NieuwsFotografie
Oude meesters ontmoeten jonge legendes in het Mauritshuis
Beroemde fotografen onder wie Stephan Vanfleteren, Anton Corbijn en Rineke Dijkstra gaven een eigen draai aan de oude meesters in het Mauritshuis in Den Haag. Resultaat: foto’s van een appende stiefdochter, verstrengelde lichamen en een geamputeerde hand.
In het Mauritshuis, het stadspaleis-museum in Den Haag met honderden schilderijen uit de Gouden Eeuw, viel Anton Corbijn als een blok voor Twee Afrikaanse mannen van Rembrandt. De Nederlandse fotograaf en regisseur kende het werk niet, zegt hij eerlijk. “Ik ben wel een fan van Rembrandt, maar geen connaisseur.” Juist daardoor voelde hij de vrijheid om er zijn eigen draai aan te geven. Corbijns Twee Afrikaanse mannen – een haarscherpe zwart-witfoto, precies zo groot als het schilderij – hangt nu aan dezelfde wand als het werk van Rembrandt.

◆ OPDRACHTEN
(1) Geef alle fotografen die het artikel over oude meesters in het Mauritshuis bij naam noemt.
(2) Schrijf het artikel over fotografen in het Mauritshuis verder, te beginnen na de laatste zin.
De gegevens die nu volgen staan los van het artikel.

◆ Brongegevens
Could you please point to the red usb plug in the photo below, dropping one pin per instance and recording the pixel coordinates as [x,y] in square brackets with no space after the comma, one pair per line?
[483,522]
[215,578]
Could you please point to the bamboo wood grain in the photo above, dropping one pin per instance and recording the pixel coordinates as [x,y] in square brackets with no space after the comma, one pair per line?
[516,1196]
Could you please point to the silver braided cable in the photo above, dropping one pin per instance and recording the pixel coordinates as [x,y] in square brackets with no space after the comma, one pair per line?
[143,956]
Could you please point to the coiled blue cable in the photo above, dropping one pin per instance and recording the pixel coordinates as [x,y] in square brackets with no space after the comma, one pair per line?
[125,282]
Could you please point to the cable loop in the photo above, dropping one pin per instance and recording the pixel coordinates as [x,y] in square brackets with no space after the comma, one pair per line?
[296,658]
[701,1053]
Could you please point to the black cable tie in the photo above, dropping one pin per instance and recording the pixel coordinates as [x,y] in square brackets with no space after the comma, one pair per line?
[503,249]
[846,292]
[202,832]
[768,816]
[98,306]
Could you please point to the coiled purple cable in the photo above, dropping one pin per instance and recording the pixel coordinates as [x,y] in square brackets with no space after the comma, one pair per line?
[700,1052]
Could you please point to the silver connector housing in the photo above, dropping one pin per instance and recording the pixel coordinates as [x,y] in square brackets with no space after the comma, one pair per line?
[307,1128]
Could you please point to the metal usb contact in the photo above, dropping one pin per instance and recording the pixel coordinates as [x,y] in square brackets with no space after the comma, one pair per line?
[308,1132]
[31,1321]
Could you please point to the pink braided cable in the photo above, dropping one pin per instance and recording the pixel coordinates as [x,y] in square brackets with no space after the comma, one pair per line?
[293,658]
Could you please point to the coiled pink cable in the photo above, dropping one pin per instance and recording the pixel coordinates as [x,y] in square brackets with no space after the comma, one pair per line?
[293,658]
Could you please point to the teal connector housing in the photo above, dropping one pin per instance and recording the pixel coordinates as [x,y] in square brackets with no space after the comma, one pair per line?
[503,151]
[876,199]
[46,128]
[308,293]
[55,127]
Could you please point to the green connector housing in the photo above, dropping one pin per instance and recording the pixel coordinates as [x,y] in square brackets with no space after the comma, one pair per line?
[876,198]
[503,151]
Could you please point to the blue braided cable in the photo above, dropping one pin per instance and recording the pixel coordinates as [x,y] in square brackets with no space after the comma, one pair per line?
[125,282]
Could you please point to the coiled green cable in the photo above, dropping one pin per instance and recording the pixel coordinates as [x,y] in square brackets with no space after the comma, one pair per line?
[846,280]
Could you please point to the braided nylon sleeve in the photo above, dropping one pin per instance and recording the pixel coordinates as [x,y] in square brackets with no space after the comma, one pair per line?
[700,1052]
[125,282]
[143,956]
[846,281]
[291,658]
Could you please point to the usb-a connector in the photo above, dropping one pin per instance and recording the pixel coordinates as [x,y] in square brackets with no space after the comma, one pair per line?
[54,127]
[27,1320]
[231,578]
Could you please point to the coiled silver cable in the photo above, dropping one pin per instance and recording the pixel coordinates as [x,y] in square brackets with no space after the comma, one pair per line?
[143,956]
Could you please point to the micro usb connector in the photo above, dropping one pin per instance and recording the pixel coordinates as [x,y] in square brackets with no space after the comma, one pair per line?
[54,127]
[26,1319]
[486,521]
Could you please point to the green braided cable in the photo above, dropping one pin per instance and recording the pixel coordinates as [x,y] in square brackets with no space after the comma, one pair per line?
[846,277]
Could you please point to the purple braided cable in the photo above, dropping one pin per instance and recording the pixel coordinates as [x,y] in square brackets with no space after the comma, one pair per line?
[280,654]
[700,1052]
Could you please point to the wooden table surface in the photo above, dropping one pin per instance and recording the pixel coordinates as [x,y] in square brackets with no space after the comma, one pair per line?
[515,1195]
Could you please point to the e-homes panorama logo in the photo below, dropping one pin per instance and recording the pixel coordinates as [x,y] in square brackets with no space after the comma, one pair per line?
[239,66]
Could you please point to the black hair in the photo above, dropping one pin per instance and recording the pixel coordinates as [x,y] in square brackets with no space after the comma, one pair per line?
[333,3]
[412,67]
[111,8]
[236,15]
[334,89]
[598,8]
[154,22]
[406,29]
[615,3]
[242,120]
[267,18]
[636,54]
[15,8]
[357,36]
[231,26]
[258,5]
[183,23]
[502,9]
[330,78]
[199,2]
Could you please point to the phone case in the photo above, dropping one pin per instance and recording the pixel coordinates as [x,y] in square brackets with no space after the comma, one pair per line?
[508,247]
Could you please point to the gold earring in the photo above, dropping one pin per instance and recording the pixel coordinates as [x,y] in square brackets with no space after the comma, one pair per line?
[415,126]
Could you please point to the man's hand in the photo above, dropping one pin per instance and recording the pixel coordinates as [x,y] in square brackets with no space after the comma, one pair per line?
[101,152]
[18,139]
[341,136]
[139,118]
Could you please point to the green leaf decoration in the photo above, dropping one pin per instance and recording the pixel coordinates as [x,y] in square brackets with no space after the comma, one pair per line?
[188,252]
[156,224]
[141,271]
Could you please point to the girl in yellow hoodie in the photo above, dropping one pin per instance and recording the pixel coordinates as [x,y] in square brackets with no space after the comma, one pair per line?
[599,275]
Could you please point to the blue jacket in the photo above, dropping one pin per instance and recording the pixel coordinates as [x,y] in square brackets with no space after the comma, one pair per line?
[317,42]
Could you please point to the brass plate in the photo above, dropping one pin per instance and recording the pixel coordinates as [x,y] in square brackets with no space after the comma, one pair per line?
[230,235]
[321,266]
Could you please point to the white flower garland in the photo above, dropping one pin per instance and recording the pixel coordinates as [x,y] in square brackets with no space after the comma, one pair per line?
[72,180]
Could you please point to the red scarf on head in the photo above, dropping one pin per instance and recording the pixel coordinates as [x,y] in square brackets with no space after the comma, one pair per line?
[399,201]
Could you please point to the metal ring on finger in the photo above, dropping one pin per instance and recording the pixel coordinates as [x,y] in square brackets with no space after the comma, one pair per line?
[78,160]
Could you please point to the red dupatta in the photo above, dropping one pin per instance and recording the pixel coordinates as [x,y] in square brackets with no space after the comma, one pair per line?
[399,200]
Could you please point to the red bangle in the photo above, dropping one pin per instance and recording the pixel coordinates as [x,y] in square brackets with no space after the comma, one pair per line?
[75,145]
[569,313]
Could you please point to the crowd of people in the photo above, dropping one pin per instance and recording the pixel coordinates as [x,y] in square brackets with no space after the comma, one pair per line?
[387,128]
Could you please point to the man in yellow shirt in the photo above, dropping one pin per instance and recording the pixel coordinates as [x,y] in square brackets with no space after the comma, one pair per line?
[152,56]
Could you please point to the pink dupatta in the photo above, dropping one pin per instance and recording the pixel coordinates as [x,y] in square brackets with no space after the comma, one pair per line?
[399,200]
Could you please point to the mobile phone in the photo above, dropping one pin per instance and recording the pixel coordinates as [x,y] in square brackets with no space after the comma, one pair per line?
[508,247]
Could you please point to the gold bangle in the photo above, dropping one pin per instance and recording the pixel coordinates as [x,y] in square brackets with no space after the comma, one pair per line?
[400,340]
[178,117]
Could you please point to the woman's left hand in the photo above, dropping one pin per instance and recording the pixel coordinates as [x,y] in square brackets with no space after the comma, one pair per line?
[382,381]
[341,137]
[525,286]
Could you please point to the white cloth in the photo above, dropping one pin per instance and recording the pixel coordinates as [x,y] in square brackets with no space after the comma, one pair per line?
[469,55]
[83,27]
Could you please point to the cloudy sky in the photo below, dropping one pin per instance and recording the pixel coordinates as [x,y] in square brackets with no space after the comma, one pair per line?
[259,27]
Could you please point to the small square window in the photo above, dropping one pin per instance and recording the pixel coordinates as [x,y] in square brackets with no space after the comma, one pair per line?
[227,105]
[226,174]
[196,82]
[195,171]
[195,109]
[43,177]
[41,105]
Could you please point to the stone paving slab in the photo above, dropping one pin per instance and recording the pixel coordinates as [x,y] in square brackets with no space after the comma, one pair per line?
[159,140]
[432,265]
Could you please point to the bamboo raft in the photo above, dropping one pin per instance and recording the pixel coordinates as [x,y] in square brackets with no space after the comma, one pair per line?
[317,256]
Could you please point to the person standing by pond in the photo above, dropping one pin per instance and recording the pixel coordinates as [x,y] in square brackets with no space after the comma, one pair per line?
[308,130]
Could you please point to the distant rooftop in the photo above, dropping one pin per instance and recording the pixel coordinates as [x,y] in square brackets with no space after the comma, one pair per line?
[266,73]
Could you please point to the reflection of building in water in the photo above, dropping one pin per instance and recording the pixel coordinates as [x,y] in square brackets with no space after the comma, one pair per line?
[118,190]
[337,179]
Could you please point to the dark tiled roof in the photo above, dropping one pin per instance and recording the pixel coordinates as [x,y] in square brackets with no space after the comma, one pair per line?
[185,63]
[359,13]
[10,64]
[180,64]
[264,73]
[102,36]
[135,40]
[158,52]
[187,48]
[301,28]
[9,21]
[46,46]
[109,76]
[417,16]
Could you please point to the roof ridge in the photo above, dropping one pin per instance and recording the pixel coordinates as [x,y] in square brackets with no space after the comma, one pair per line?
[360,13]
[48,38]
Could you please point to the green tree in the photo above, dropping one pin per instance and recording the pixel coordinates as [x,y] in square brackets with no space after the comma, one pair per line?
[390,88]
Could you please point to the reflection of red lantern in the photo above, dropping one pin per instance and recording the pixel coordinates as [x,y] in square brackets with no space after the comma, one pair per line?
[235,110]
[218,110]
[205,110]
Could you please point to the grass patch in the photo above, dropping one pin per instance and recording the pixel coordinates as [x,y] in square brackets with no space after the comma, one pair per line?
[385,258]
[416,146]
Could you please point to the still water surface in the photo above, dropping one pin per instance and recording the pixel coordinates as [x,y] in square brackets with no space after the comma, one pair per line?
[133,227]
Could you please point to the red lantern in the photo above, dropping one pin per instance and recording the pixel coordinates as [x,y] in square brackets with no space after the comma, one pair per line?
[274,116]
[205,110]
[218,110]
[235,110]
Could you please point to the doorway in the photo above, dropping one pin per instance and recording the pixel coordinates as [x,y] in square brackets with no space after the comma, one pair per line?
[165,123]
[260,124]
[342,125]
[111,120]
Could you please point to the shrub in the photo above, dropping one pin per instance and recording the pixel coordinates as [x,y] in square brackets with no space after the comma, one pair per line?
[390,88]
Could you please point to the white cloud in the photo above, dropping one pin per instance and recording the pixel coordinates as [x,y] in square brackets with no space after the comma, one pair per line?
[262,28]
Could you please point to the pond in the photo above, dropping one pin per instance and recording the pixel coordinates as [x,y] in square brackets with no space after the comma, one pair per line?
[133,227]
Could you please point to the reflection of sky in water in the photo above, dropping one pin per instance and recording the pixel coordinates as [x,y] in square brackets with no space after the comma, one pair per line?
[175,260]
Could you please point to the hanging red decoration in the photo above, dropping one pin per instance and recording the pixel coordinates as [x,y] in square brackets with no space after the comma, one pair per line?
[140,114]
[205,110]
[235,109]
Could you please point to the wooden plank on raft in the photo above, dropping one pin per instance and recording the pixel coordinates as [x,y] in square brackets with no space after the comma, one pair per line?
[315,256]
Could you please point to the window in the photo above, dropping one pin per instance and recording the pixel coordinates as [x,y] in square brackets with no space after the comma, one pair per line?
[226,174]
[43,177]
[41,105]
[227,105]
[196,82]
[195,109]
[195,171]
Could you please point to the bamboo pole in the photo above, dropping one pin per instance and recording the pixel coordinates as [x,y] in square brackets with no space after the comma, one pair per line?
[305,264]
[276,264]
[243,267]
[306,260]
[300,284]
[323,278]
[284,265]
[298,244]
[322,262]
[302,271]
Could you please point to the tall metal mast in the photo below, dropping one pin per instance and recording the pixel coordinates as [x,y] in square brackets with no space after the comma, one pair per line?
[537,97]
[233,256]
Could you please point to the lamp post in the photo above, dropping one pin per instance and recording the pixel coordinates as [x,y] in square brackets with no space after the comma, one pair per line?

◆ ANTWOORDEN
(1) Stephan Vanfleteren, Anton Corbijn, Rineke Dijkstra

(2)
Het museum vroeg zestien topfotografen uit Nederland en België om zich te laten inspireren door de Hollandse en Vlaamse meesters uit de 16de en 17de eeuw in de collectie. Een groot aantal van hen is vandaag naar het museum gekomen om te vertellen hoe ze te werk zijn gegaan. Ze kregen de vrije hand. Sommigen konden moeilijk kiezen voor een schilderij en kwamen wel vijf keer terug. Anderen wisten het meteen – zoals Corbijn.
Dat komt misschien doordat hij tegenwoordig een groot deel van zijn tijd in Afrika doorbrengt, denkt de fotograaf die in zijn lange loopbaan talloze wereldberoemde rocksterren en acteurs voor zijn lens heeft gehad. “Ik woon deels in Amsterdam en deels op een eiland in Kenia.” Daar liggen de parallellen; Rembrandt vond zijn modellen destijds in Amsterdam, waar in de 17de eeuw een kleine gemeenschap van vrije, zwarte mensen leefde. “Dat vond ik verrassend. Hoe ze heten en waar ze precies vandaan komen weten we niet, sommigen zeggen uit Sierra Leone. De mannen op mijn foto komen uit een dorp op het eiland. Rembrandt kenden ze niet, maar ze vonden de foto erg mooi.”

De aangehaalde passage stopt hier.